*** Excerpted data Section Begins ***
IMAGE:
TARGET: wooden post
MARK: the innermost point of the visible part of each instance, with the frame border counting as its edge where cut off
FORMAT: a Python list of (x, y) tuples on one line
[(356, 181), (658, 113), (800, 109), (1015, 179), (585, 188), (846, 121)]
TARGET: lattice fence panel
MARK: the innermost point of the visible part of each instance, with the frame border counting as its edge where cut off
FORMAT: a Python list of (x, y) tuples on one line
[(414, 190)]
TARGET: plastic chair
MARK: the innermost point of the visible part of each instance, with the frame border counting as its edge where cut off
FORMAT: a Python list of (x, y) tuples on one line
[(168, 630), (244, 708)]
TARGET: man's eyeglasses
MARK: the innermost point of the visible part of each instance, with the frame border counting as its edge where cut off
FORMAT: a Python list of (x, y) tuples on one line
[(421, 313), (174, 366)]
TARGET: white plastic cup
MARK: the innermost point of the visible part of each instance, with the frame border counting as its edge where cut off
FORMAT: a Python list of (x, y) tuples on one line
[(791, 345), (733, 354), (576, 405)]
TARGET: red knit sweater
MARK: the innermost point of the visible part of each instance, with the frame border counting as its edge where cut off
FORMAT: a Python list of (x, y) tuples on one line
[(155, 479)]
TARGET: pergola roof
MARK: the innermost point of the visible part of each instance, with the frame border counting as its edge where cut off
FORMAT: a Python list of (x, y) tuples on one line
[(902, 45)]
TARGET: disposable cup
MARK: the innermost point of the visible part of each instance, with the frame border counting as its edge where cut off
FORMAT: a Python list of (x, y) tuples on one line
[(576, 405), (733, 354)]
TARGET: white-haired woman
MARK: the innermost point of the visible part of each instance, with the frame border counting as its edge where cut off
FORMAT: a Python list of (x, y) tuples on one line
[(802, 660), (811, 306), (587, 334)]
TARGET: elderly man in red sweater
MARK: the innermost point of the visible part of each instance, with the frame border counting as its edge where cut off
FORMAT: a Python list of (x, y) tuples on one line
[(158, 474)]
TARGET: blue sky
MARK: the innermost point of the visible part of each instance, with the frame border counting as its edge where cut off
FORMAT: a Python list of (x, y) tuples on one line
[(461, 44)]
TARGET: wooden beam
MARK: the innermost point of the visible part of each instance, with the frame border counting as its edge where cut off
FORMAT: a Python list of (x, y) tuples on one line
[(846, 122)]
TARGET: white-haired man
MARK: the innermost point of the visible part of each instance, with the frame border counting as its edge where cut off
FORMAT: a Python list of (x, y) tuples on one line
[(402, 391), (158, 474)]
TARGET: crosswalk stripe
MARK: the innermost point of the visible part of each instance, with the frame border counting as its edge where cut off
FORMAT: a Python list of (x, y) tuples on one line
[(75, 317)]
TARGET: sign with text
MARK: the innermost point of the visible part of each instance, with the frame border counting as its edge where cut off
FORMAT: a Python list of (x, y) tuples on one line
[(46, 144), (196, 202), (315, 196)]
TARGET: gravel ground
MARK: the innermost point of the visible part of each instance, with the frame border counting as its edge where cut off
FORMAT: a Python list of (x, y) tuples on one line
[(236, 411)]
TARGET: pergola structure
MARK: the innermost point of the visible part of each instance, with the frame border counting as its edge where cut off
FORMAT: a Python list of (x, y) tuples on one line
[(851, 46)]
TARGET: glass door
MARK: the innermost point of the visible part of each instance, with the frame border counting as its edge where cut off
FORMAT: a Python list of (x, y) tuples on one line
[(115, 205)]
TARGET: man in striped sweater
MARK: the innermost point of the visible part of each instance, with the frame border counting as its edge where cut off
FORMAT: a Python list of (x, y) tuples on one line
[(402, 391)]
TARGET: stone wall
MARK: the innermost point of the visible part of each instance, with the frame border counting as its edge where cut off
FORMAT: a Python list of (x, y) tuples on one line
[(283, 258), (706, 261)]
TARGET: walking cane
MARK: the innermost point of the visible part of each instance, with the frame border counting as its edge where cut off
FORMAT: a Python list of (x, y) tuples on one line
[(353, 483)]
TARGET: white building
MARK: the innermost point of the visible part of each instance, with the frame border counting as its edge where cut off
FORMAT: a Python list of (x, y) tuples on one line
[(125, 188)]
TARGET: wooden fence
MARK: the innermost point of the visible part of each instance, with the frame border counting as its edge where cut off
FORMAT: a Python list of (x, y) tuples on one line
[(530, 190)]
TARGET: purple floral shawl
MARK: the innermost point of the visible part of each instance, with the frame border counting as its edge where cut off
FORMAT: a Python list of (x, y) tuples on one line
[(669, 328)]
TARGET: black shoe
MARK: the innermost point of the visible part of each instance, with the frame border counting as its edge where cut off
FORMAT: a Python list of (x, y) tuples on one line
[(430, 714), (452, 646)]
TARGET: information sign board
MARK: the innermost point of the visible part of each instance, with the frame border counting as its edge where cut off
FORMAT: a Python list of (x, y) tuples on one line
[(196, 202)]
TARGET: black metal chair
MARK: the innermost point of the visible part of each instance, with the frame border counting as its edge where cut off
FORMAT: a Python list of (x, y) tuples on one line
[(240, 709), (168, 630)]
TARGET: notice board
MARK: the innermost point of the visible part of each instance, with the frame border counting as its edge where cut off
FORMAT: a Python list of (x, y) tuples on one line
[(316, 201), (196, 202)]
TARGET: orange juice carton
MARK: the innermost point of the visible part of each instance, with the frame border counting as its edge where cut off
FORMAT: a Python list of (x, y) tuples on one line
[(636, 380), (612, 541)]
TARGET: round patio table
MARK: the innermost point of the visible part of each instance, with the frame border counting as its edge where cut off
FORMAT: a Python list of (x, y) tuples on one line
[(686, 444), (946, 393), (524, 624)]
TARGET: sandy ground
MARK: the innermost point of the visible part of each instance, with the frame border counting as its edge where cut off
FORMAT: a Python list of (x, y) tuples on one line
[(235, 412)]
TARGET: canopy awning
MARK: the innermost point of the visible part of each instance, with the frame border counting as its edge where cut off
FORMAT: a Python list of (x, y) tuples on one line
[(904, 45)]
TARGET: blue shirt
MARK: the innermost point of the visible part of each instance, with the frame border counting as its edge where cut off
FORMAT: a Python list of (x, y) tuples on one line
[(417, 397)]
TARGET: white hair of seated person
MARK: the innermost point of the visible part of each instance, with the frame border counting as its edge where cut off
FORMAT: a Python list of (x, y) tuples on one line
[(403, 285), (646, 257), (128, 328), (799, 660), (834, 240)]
*** Excerpted data Section Ends ***
# Prompt:
So that nothing is lost, return the listing exactly and completely.

# Solved exercise:
IMAGE:
TARGET: wooden post
MARK: the innermost point of the visible part of each instance, with the frame border counting as its edge where cut off
FORMAT: a Python list of (x, y) tuples on one line
[(356, 181), (658, 113), (800, 109), (1015, 179), (585, 188), (846, 121)]
TARGET: lattice fence panel
MARK: the innermost point of the visible part of each instance, with the frame border counting as its edge where cut off
FORMAT: a Python list of (x, y) tuples on one line
[(414, 190)]
TARGET: plastic chair
MARK: the innermost point of the visible part of each instance, with the frame border counting as its edge where cut off
FORMAT: a Python list of (x, y) tuples on one line
[(168, 630), (244, 708)]
TARGET: man's eyeglasses
MARK: the innermost point of the visible part of each instance, with the frame border counting as its edge where cut off
FORMAT: a Python list of (x, y) tuples on one line
[(421, 313), (174, 366)]
TARGET: white plastic cup
MARK: the innermost point of the visible part of each instance, with the frame border counting as its edge where cut off
FORMAT: a Python list of (x, y) tuples on one line
[(791, 345), (733, 354), (576, 405)]
TARGET: red knit sweater
MARK: the innermost point of the visible part of each instance, with the frame border counting as its edge where cut off
FORMAT: a Python list of (x, y) tuples on one line
[(155, 479)]
TARGET: pergola roof
MARK: the innermost point of the visible part of each instance, with the frame border counting as its edge where cut off
FORMAT: a Python list of (x, y) tuples on one line
[(902, 45)]
TARGET: disposable cup
MARK: the innermost point of the visible part of each instance, with the frame border counting as its edge where cut off
FORMAT: a Python list of (x, y) tuples on one line
[(576, 405), (733, 354)]
TARGET: white-haired woman
MARK: the innermost point of the visible part of each instance, with the frame border counting as its edge where cut off
FORMAT: a Python list of (x, y) tuples on one line
[(802, 660), (811, 306), (587, 334)]
TARGET: elderly man in red sweater
MARK: the innermost point of the visible part of each instance, with the frame border counting as its edge where cut off
FORMAT: a Python list of (x, y) tuples on one line
[(158, 474)]
TARGET: blue sky
MARK: the innermost point of the visible part of each instance, with the frame border counting as its edge where cut off
FORMAT: a Python list of (x, y) tuples on one line
[(461, 44)]
TARGET: wooden beam
MARK: the innermost point of the visible part of each instance, with the frame border counting as its edge where cut off
FORMAT: a Python list of (x, y) tuples on one line
[(846, 122)]
TARGET: white-haired man
MARK: the innermost point of the visible part of each instance, with the frame border counting as its edge where cut off
FORMAT: a Python list of (x, y) tuples on one line
[(402, 391), (158, 474)]
TARGET: crosswalk stripe
MARK: the innermost point of the visible part of each instance, with the frame border counting as its edge where cut off
FORMAT: a Python list of (x, y) tuples on one line
[(75, 317)]
TARGET: sign with text
MARK: the innermost point of the visible part of each instance, with the frame border counting as its edge where cut off
FORMAT: a Python list of (x, y) tuples on one line
[(46, 144), (196, 202), (315, 196)]
TARGET: gravel ground
MARK: the innermost point of the visible part of each instance, with the frame border counting as its edge where cut off
FORMAT: a Python list of (x, y) tuples on one line
[(236, 411)]
TARGET: pergola structure
MARK: the innermost point of the visible part of each instance, with the frame border counting as its edge where cut off
FORMAT: a Python list of (x, y) tuples on one line
[(851, 46)]
TARGET: glass door
MARK: the innermost point of the visible part of each instance, with the frame border counting as its edge where cut off
FORMAT: a Python list of (x, y) tuples on one line
[(115, 205)]
TARGET: man in striped sweater
MARK: the innermost point of the visible part of each instance, with the frame border counting as its edge where cut off
FORMAT: a Python list of (x, y) tuples on one line
[(402, 391)]
TARGET: stone wall
MARK: the innermost point of the visible part of each instance, with the frame border counting as its edge where cut off
FORMAT: a Python list of (x, y) tuples on one line
[(283, 258), (706, 261)]
TARGET: walking cane
MARK: the innermost point of the visible part of each instance, with the frame border counting as its edge where cut off
FORMAT: a Python list of (x, y) tuples on one line
[(353, 483)]
TARGET: white building
MARK: the innermost point of the visible part of each instance, with the frame border counting as its edge where cut off
FORMAT: a Python list of (x, y) tuples on one line
[(125, 188)]
TARGET: wooden fence
MARK: the innermost point of the visible part of each instance, with the frame border counting as its edge where cut off
FORMAT: a Python list of (x, y) tuples on one line
[(530, 190)]
TARGET: purple floral shawl
MARK: the innermost point of the visible part of each instance, with the frame border counting as its edge where cut off
FORMAT: a Python list of (x, y) tuples on one line
[(669, 328)]
TARGET: black shoe
MARK: the innermost point of the visible part of each instance, with the frame border counting as its edge where cut off
FORMAT: a Python list of (x, y) tuples on one line
[(430, 714), (452, 646)]
TARGET: information sign board
MARK: the innermost point of the visible part of each instance, with the frame border counting as its edge where cut off
FORMAT: a Python list of (x, y) tuples on one line
[(196, 202)]
TARGET: black metal chair
MARK: the innermost point of the visible part of each instance, with the frame border counting as its edge where cut off
FORMAT: a Python list of (x, y) tuples on one line
[(240, 709), (168, 630)]
TARGET: notice board
MARK: the innermost point of the visible part of each instance, with the frame border counting as its edge where cut off
FORMAT: a Python list of (x, y) tuples on one line
[(316, 201), (196, 202)]
TARGET: orange juice carton
MARK: the innermost point of the visible part of each instance, with the frame border counting as its edge where cut off
FORMAT: a Python list of (x, y) tuples on one line
[(636, 380), (612, 541)]
TARGET: round patio table
MARK: the innermost point of the visible part of each instance, with the frame border counting as its edge where cut off
FORMAT: a Python list of (x, y) tuples on one line
[(686, 444), (946, 393), (524, 624)]
TARGET: sandy ground
MARK: the innermost point of the visible part of each instance, with the frame border counting as its edge where cut off
FORMAT: a Python list of (x, y) tuples on one line
[(235, 412)]
TARGET: canopy awning
MARK: the innermost point of the visible part of each instance, with the frame border counting as its edge where cut off
FORMAT: a Python list of (x, y) tuples on one line
[(904, 45)]
TARGET: blue shirt
MARK: the innermost point of the visible part of each instance, with the frame border counting as its edge where cut off
FORMAT: a Python list of (x, y) tuples on one line
[(417, 397)]
TARGET: white hair of seated person
MARK: the innermost point of the visible part of each instance, with the frame border counting as its edge where cut off
FORMAT: a Python list of (x, y) tuples on one line
[(403, 285), (646, 257), (128, 328), (799, 660), (834, 240)]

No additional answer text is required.